== DATA SUPPLIED ==
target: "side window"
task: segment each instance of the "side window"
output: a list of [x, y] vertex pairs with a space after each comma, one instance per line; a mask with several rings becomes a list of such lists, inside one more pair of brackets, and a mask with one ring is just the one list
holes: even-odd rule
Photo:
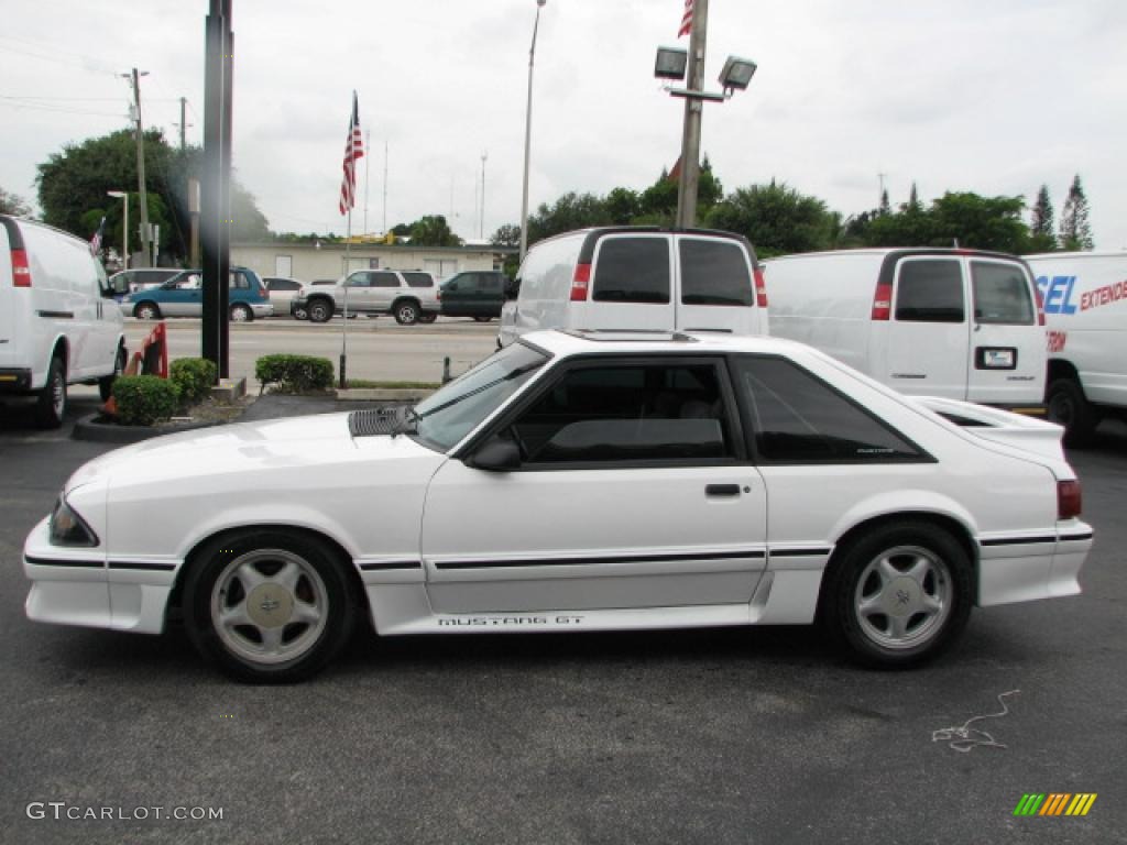
[[737, 243], [681, 239], [681, 302], [685, 305], [752, 305], [747, 256]]
[[713, 363], [600, 364], [565, 373], [511, 426], [526, 464], [730, 460]]
[[369, 273], [371, 287], [399, 287], [399, 277], [394, 273]]
[[950, 259], [905, 260], [896, 282], [900, 322], [962, 322], [962, 268]]
[[665, 238], [606, 238], [595, 258], [595, 302], [669, 301], [669, 243]]
[[740, 357], [736, 381], [763, 463], [898, 463], [926, 455], [820, 379], [784, 358]]
[[1033, 324], [1033, 302], [1022, 269], [1012, 264], [970, 263], [975, 322]]

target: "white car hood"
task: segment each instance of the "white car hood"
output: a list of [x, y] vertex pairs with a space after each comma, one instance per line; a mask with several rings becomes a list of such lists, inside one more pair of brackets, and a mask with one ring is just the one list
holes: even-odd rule
[[207, 475], [323, 468], [354, 462], [357, 453], [365, 462], [435, 456], [407, 436], [354, 439], [348, 430], [348, 413], [323, 413], [154, 437], [90, 461], [71, 475], [66, 489], [98, 480], [110, 486], [162, 479], [176, 483]]

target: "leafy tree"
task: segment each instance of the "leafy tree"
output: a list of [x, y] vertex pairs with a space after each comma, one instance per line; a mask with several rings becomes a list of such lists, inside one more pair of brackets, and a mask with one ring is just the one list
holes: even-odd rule
[[1073, 252], [1093, 249], [1094, 246], [1092, 226], [1088, 222], [1088, 197], [1080, 184], [1080, 174], [1076, 174], [1061, 210], [1061, 249]]
[[451, 230], [442, 214], [428, 214], [411, 223], [411, 243], [419, 247], [460, 247], [462, 239]]
[[712, 229], [744, 234], [763, 257], [828, 249], [841, 219], [826, 204], [786, 184], [738, 188], [707, 216]]
[[1032, 252], [1051, 252], [1056, 249], [1053, 203], [1049, 201], [1048, 185], [1041, 185], [1037, 192], [1037, 202], [1033, 203], [1029, 220], [1029, 248]]
[[29, 206], [24, 197], [17, 194], [10, 194], [3, 188], [0, 188], [0, 214], [11, 214], [16, 217], [29, 217], [32, 216], [32, 206]]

== GIVEN EXERCISE ==
Print all of the rows above again word for word, leaving out the pictures.

== IN RESPONSE ==
target: "side window"
task: segment each instance of the "side window"
output: a list of [x, y] vertex pairs with a space after each comma, one instance per line; a mask with several rings becomes a list of such lists, inside one more pair of brackets, and a mask with one ring is just the one list
holes: even-odd rule
Photo:
[[737, 243], [681, 239], [681, 302], [685, 305], [752, 305], [747, 256]]
[[713, 363], [600, 364], [565, 373], [511, 426], [526, 464], [730, 460]]
[[369, 273], [371, 287], [399, 287], [399, 277], [394, 273]]
[[950, 259], [905, 260], [896, 282], [900, 322], [962, 322], [962, 268]]
[[665, 238], [606, 238], [595, 258], [595, 302], [669, 301], [669, 243]]
[[740, 357], [736, 381], [763, 463], [898, 463], [926, 455], [820, 379], [784, 358]]
[[1033, 324], [1033, 302], [1022, 269], [1012, 264], [970, 263], [975, 322]]

target: "white car hood"
task: segment each instance of the "white car hood"
output: a list of [x, y] vertex pairs with a space after each comma, one instance per line; a mask with several rings becomes a list of such lists, inside one more pair of brackets, and a mask with one ring is just the one list
holes: even-odd rule
[[207, 475], [323, 468], [354, 462], [357, 453], [365, 462], [435, 456], [407, 436], [354, 439], [348, 430], [348, 413], [323, 413], [154, 437], [90, 461], [71, 475], [66, 489], [98, 480], [110, 486], [162, 479], [176, 483]]

target: "leafy tree"
task: segment each instance of the "leafy tree"
output: a list of [x, y] vertex pairs with a space after each comma, one instance per line; a mask with several rings becomes a list of such lists, inside one more pair of brackets, and a mask with one ring is just the one list
holes: even-odd rule
[[1073, 252], [1093, 249], [1094, 246], [1092, 226], [1088, 222], [1088, 197], [1080, 184], [1080, 174], [1076, 174], [1061, 210], [1061, 249]]
[[451, 230], [442, 214], [428, 214], [411, 223], [411, 243], [419, 247], [460, 247], [462, 239]]
[[712, 229], [744, 234], [763, 257], [828, 249], [841, 219], [826, 204], [786, 184], [738, 188], [707, 216]]
[[1032, 252], [1051, 252], [1056, 249], [1053, 203], [1049, 201], [1048, 185], [1041, 185], [1037, 192], [1037, 202], [1033, 203], [1029, 220], [1029, 248]]
[[29, 206], [24, 197], [17, 194], [10, 194], [3, 188], [0, 188], [0, 214], [11, 214], [16, 217], [29, 217], [32, 216], [32, 206]]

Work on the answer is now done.